▶ _WHAT IS REQUIRED_: Scale everything in the listing from the line containing "Query: misty forest" down to the last line, both ends included, by repeating each line unchanged except that every x and y coordinate in the answers is multiplied by 1.15 and rounded to a whole number, with halves rounded up. Leave the pictures out of the output.

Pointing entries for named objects
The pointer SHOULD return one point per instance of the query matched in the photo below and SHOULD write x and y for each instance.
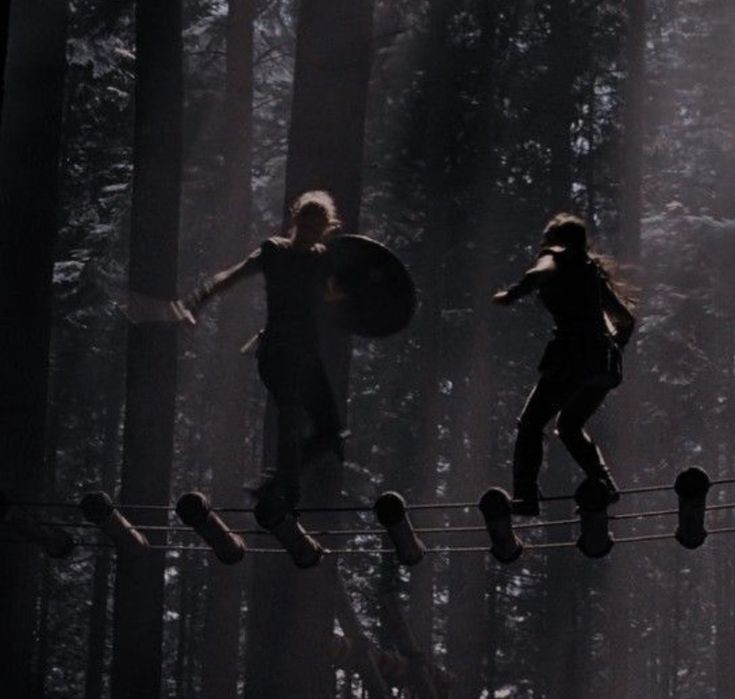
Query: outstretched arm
(544, 268)
(185, 308)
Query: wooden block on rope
(99, 509)
(195, 511)
(496, 509)
(274, 514)
(390, 509)
(692, 486)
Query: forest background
(146, 147)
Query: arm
(184, 308)
(544, 268)
(617, 314)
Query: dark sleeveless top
(294, 283)
(582, 349)
(573, 294)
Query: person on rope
(582, 362)
(296, 283)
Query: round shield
(379, 295)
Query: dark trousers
(306, 409)
(574, 401)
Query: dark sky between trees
(482, 119)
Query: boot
(526, 501)
(613, 492)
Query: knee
(292, 424)
(568, 430)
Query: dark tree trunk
(4, 16)
(440, 147)
(628, 451)
(222, 626)
(561, 105)
(98, 621)
(151, 368)
(631, 178)
(29, 202)
(292, 617)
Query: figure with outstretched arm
(297, 281)
(582, 362)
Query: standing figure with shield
(304, 268)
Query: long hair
(570, 231)
(317, 199)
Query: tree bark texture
(29, 202)
(151, 361)
(292, 617)
(232, 372)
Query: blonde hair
(321, 199)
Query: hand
(502, 298)
(182, 313)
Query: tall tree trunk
(29, 202)
(98, 626)
(631, 177)
(561, 104)
(292, 617)
(440, 148)
(4, 16)
(628, 451)
(151, 367)
(222, 625)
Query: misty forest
(145, 146)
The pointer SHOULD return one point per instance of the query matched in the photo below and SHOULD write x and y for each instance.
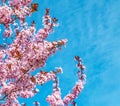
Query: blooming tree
(29, 51)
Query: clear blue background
(92, 28)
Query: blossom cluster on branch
(28, 52)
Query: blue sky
(92, 28)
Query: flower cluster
(56, 100)
(28, 52)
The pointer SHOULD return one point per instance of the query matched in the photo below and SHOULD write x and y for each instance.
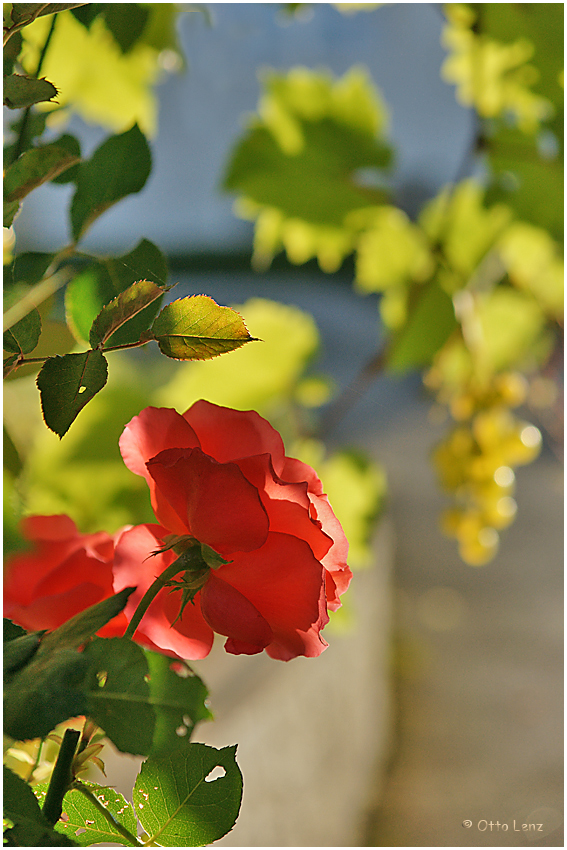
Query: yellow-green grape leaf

▶ _OUTPUT_:
Query: misty forest
(167, 168)
The pointer SHOULD return one point per instance of the query matched in the photo below and SHOULD write x and y for each instance.
Query: blooming tree
(33, 59)
Query: clear blue background
(106, 32)
Query: blossom cluster on branch
(32, 60)
Query: blue sky
(106, 32)
Query: flower cluster
(64, 115)
(32, 60)
The pointer SHOULD return one point per instance of the query matched in the photo below and SHOULD write x and y for each instance.
Query: yellow-green grape leaf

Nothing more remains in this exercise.